What to produce: How many of the lines below contain the string "grey"? Case counts, and the reply should be the number alone.

Data for this exercise:
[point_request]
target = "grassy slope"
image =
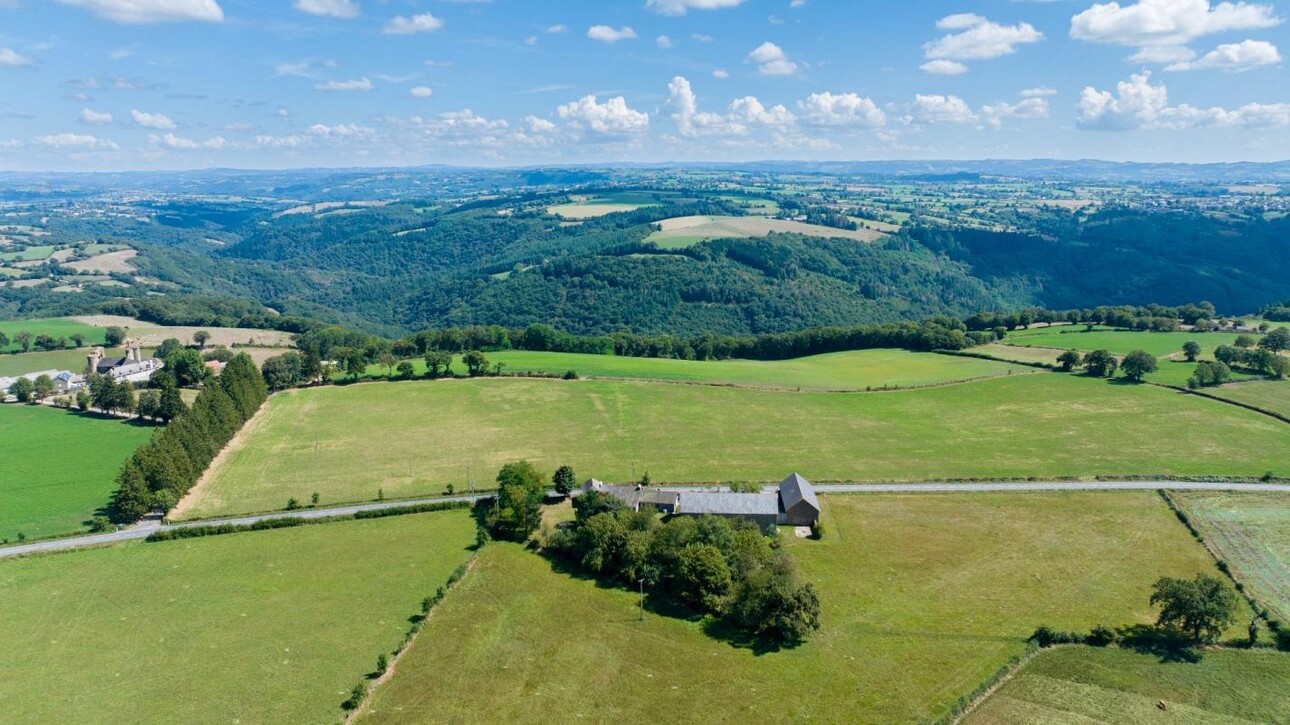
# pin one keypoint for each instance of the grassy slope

---

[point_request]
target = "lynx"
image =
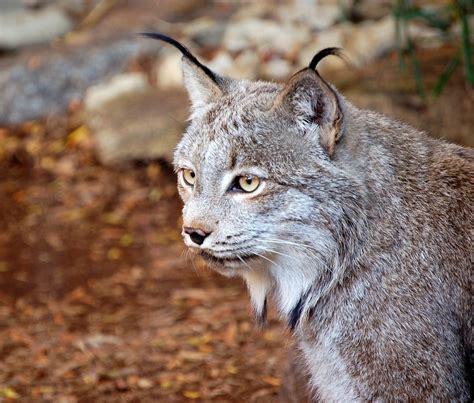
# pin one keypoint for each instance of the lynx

...

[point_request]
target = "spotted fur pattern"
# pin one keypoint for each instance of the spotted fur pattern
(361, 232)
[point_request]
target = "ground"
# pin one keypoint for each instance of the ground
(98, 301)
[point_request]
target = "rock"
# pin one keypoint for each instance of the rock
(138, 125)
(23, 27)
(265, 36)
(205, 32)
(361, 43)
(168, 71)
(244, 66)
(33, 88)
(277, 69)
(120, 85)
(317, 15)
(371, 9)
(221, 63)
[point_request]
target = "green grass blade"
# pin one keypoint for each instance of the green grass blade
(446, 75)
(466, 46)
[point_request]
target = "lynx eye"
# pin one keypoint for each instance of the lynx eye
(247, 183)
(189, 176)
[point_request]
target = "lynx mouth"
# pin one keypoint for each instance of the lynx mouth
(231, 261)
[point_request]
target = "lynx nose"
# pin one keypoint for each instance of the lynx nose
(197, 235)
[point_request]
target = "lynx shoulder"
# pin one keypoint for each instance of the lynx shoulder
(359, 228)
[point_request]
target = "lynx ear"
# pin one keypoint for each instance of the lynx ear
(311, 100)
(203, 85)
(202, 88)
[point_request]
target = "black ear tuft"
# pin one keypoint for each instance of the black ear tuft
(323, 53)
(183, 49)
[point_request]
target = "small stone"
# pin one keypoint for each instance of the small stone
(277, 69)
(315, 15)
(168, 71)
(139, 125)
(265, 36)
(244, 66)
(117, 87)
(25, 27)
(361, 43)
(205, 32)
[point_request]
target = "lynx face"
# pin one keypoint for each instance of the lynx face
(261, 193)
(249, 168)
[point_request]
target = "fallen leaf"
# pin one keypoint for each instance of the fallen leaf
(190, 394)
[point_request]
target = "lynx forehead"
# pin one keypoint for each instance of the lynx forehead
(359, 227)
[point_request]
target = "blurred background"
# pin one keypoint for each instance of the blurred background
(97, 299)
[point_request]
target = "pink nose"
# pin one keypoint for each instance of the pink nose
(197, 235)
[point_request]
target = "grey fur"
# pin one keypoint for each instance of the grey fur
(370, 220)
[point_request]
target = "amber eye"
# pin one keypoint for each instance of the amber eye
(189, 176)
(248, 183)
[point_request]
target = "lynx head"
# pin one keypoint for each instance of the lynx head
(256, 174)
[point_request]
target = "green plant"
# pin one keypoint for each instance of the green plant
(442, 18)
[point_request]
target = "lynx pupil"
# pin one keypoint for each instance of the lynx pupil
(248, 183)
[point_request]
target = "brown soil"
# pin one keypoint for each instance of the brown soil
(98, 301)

Response to this exercise: 2